— START OF DOCUMENT SECTION —

The recent admission by outgoing Director of Public Prosecutions Alison Saunders that the Crown Prosecution Service (CPS) has struggled to cope with the amount of digital evidence now available on smart phones will come as little surprise to those regularly practising in the criminal courts. Last year, 916 people had charges dropped over a failure to disclose evidence – up from 537 in 2014-15 – as disclosure failings have developed into a systemic problem (BBC figures).

The high profile collapse of several trials have at last brought these disclosure failings into the public realm and prompted a CPS review of rape and serious sexual offences cases. The review, published on 5 June 2018, looked at 3,637 serious sexual offence cases to ensure that disclosure was being managed effectively. Forty seven of those prosecutions were stopped as a result due to issues with the disclosure of unused material.

Ms Saunders has apologised for the mistakes of the past and insisted that the introduction of new safeguards meant similar mistakes would not occur in the future. For many, however, these assurances are too little, too late. Having experience of these cases we, along with leading practitioners, express concerns that there may be people in custody awaiting trial or serving sentences who should not be there at all. For those working at the coal face it has been clear for some time that evidence is not being disclosed early enough, if at all, leading to the risk of unsafe convictions.

— END OF DOCUMENT SECTION —
— START OF SUPPLIED MATERIAL —

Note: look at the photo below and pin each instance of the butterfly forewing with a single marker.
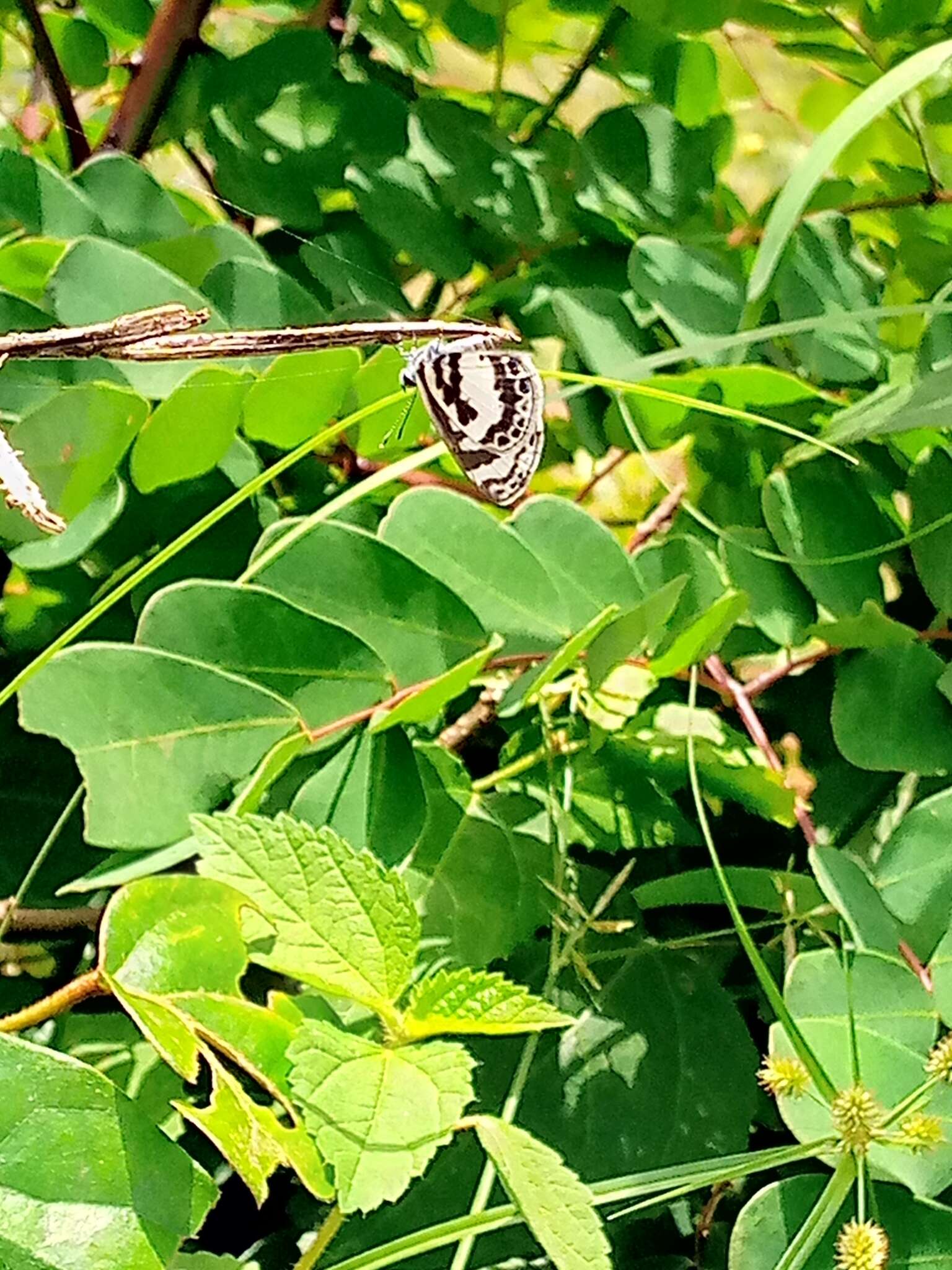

— END OF SUPPLIED MATERIAL —

*WORK TO COMPLETE*:
Can you rewrite the piece on prosecution disclosure failings, beginning at the words "The high profile" and stopping after "of unused material.", with "review" changed to "inquiry"?

*RIGHT ANSWER*:
The high profile collapse of several trials have at last brought these disclosure failings into the public realm and prompted a CPS inquiry of rape and serious sexual offences cases. The inquiry, published on 5 June 2018, looked at 3,637 serious sexual offence cases to ensure that disclosure was being managed effectively. Forty seven of those prosecutions were stopped as a result due to issues with the disclosure of unused material.